Would you write out the entries again, exactly as they are, but without images?

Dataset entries
- - -
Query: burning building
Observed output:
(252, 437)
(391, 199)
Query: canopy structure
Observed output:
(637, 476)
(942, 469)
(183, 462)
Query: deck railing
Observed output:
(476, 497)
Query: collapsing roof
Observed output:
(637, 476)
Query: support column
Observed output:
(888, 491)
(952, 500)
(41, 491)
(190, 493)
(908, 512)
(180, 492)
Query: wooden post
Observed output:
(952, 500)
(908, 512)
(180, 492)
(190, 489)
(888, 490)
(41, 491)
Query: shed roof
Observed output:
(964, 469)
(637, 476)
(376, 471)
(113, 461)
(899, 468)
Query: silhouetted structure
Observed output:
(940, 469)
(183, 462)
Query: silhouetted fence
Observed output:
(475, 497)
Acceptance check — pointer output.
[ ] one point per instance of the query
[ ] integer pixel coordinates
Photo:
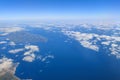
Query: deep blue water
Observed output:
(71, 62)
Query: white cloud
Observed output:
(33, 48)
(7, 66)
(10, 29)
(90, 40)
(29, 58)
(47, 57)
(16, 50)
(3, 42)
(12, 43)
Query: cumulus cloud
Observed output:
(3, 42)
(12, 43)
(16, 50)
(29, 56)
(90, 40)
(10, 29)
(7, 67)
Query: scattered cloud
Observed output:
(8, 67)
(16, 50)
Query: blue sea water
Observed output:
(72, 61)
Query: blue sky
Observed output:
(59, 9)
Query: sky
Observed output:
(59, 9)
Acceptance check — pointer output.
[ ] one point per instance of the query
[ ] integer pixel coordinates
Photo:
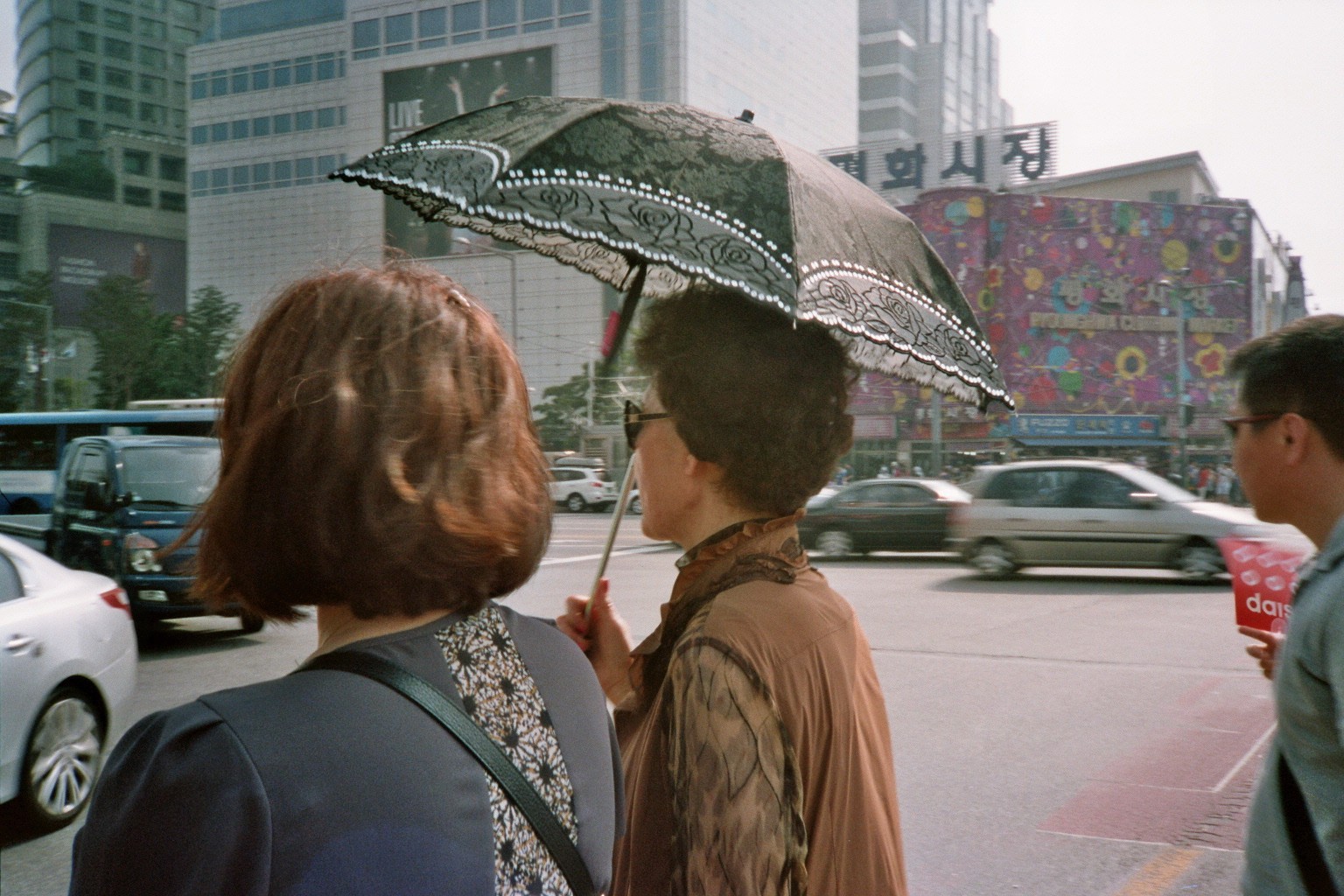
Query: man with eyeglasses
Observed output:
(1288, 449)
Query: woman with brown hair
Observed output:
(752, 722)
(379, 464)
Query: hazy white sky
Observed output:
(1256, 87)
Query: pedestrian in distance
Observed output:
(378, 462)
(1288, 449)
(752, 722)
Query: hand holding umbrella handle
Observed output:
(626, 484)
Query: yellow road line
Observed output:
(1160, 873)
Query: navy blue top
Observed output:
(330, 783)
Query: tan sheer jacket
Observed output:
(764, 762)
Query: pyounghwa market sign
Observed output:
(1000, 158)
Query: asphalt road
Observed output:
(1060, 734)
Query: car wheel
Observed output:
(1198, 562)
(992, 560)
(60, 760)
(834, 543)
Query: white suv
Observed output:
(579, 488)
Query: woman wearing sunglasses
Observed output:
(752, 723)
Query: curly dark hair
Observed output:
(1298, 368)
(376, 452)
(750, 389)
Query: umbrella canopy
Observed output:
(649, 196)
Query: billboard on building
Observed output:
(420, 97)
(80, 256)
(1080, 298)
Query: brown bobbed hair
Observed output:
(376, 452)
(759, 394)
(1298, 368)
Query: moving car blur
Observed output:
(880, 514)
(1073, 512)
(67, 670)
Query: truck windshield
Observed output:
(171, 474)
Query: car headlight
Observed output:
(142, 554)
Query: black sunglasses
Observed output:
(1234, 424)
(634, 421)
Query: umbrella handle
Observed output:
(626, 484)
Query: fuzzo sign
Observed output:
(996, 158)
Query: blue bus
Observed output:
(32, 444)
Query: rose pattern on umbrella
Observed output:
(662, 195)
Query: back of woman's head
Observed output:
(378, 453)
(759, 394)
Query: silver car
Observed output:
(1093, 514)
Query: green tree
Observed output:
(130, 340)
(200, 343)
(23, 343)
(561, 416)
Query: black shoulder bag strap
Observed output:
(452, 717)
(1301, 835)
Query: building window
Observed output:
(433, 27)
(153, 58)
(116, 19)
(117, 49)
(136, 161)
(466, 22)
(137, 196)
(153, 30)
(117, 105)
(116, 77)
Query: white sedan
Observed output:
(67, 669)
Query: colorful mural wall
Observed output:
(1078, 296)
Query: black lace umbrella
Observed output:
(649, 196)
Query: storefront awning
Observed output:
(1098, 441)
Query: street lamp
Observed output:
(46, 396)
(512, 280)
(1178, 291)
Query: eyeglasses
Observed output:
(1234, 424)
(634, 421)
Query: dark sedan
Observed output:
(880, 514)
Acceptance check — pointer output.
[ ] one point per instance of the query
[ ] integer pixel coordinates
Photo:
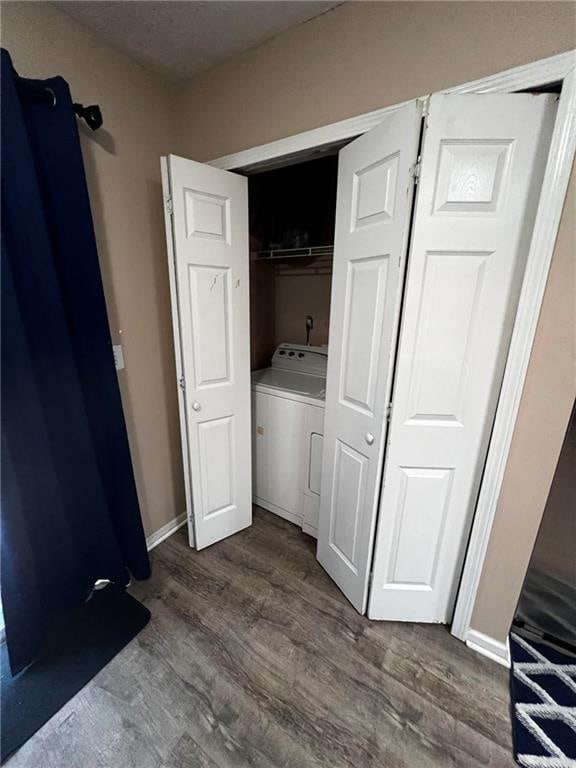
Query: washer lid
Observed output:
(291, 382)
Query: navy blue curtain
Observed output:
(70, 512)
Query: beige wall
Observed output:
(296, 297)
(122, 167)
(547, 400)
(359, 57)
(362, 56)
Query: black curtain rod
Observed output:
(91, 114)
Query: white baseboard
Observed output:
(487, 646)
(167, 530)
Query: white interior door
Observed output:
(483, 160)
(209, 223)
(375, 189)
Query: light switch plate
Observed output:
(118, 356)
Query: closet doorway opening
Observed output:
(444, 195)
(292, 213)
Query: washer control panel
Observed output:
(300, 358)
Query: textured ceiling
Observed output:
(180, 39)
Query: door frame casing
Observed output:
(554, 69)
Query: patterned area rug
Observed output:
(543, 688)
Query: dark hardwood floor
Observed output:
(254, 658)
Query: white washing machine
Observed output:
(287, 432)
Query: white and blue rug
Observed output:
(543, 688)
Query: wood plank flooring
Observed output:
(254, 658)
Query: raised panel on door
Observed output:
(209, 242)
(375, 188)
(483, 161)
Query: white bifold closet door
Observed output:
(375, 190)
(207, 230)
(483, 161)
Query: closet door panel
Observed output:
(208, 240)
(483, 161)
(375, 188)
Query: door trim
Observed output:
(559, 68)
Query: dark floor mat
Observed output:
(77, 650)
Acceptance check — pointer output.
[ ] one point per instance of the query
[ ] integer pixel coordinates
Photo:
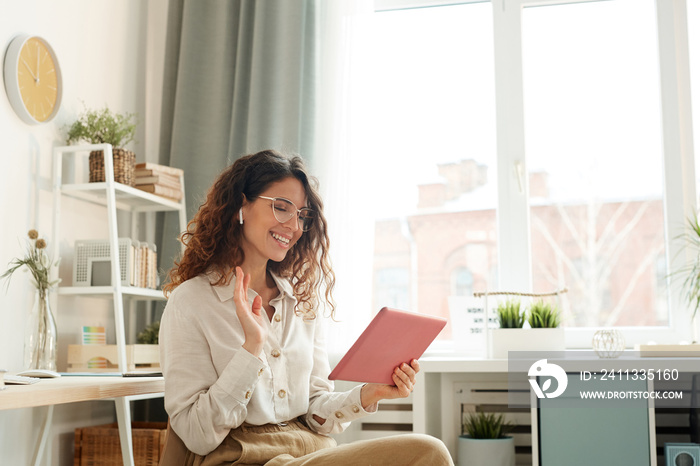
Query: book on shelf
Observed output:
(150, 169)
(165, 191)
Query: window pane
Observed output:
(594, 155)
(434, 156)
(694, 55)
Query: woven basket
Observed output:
- - -
▶ _YOUR RESPONSE_:
Query: burning building
Observed output:
(252, 437)
(391, 199)
Query: canopy structure
Observed output:
(637, 476)
(942, 469)
(183, 462)
Query: deck railing
Observed output:
(476, 497)
Query: collapsing roof
Observed output:
(637, 476)
Query: support column
Observed output:
(888, 491)
(952, 500)
(41, 491)
(190, 493)
(908, 512)
(180, 492)
Query: wooden post
Observed output:
(952, 500)
(908, 512)
(180, 492)
(190, 489)
(888, 490)
(41, 491)
Query: shed roof
Observed output:
(964, 469)
(637, 476)
(376, 471)
(113, 461)
(899, 468)
Query: silhouetted structure
Observed output:
(940, 469)
(183, 462)
Query: silhouetted fence
Observed output:
(475, 497)
Acceptance check — pointer output.
[ ] one point per instance of the query
[ ] integer pixel coordinates
Photo:
Query: deep blue water
Observed output:
(71, 62)
Query: white cloud
Observed output:
(33, 48)
(7, 66)
(10, 29)
(90, 40)
(29, 58)
(47, 57)
(16, 50)
(3, 42)
(12, 43)
Query: cumulus cloud
Observed output:
(3, 42)
(12, 43)
(16, 50)
(29, 56)
(90, 40)
(10, 29)
(7, 67)
Query: scattered cloud
Observed output:
(8, 67)
(16, 50)
Query: blue sea water
Observed output:
(72, 61)
Query: blue sky
Observed output:
(59, 9)
Query: sky
Observed output:
(59, 9)
Acceptance check — pointer output.
[ ] one point per instance of the query
[ ] integer pixel coordinates
Photo:
Query: man with eyeglasses
Observed output:
(1288, 449)
Query: woman with brown hair
Observed output:
(752, 722)
(379, 464)
Query: hazy white sky
Observed output:
(1256, 87)
Query: pedestrian in distance
Observed output:
(378, 462)
(1288, 449)
(752, 722)
Query: hand holding umbrella handle
Observed output:
(626, 484)
Query: yellow road line
Observed output:
(1160, 873)
Query: navy blue top
Observed output:
(330, 783)
Query: tan sheer jacket
Observed output:
(764, 762)
Query: pyounghwa market sign
Observed output:
(1000, 158)
Query: asphalt road
Observed output:
(1060, 734)
Query: car wheel
Observed output:
(1198, 562)
(992, 560)
(60, 760)
(834, 543)
Query: white suv
Observed output:
(579, 488)
Query: woman wearing sunglasses
Observed output:
(752, 723)
Query: curly dark hair
Observed output:
(1298, 368)
(376, 452)
(750, 389)
Query: umbrella canopy
Observed output:
(649, 196)
Query: billboard on building
Observed output:
(420, 97)
(80, 256)
(1080, 298)
Query: brown bobbed hair
Observed output:
(376, 452)
(759, 394)
(1298, 368)
Query: moving car blur
Observed output:
(880, 514)
(1073, 512)
(67, 670)
Query: truck windshield
Observed output:
(171, 474)
Query: car headlight
Observed output:
(142, 554)
Query: black sunglasses
Observed output:
(1234, 424)
(634, 421)
Query: umbrella handle
Observed output:
(626, 484)
Query: fuzzo sign
Observed output:
(996, 158)
Query: blue bus
Observed output:
(32, 444)
Query: rose pattern on umbrella
Observed output:
(662, 195)
Query: back of woman's head
Observed output:
(378, 453)
(759, 394)
Query: silver car
Observed output:
(1093, 514)
Query: green tree
Observed output:
(130, 340)
(200, 343)
(23, 343)
(561, 416)
Query: black shoulder bag strap
Observed output:
(452, 717)
(1301, 835)
Query: building window
Observed output:
(433, 27)
(153, 58)
(116, 19)
(117, 49)
(136, 161)
(466, 22)
(137, 196)
(153, 30)
(117, 105)
(116, 77)
Query: white sedan
Observed output:
(67, 669)
Query: colorful mural wall
Observed output:
(1078, 296)
Query: black lace umbrella
Observed output:
(649, 196)
Query: storefront awning
Observed output:
(1098, 441)
Query: street lamp
Observed output:
(46, 396)
(512, 280)
(1178, 291)
Query: eyeglasses
Observed output:
(1234, 424)
(634, 421)
Query: dark sedan
Observed output:
(880, 514)
Acceptance check — pointer output.
[ ] one point per instance of the query
[ ] integer pixel coordinates
Photo:
Query: washer lid
Observed output:
(291, 382)
Query: navy blue curtain
Observed output:
(70, 512)
Query: beige wall
Observed output:
(296, 297)
(122, 167)
(547, 400)
(359, 57)
(362, 56)
Query: black curtain rod
Observed output:
(91, 114)
Query: white baseboard
Observed output:
(487, 646)
(167, 530)
Query: white interior door
Observed output:
(483, 160)
(209, 223)
(375, 189)
Query: light switch plate
Observed output:
(118, 356)
Query: closet doorway opening
Observed output:
(444, 195)
(292, 213)
Query: washer control panel
Observed output:
(300, 358)
Query: textured ceiling
Observed output:
(180, 39)
Query: door frame casing
Observed output:
(554, 69)
Query: patterned area rug
Observed output:
(543, 688)
Query: dark hardwood floor
Observed output:
(254, 658)
Query: white washing machine
Observed output:
(287, 432)
Query: white and blue rug
Observed output:
(543, 688)
Query: wood plank flooring
Observed output:
(254, 658)
Query: raised panel on door
Observed output:
(209, 242)
(375, 188)
(483, 161)
Query: white bifold closet door
Observed output:
(375, 190)
(207, 230)
(483, 161)
Query: closet door panel
Observed output:
(208, 240)
(483, 161)
(375, 188)
Query: door trim
Observed output:
(559, 68)
Query: dark floor mat
Observed output:
(77, 650)
Acceptance check — pointer output.
[ ] one point per instance of the query
[ ] integer pixel coordinates
Photo:
Query: book on shelf
Observed output:
(150, 169)
(165, 191)
Query: window pane
Observed output:
(594, 155)
(434, 156)
(694, 55)
Query: woven basket
Observed output:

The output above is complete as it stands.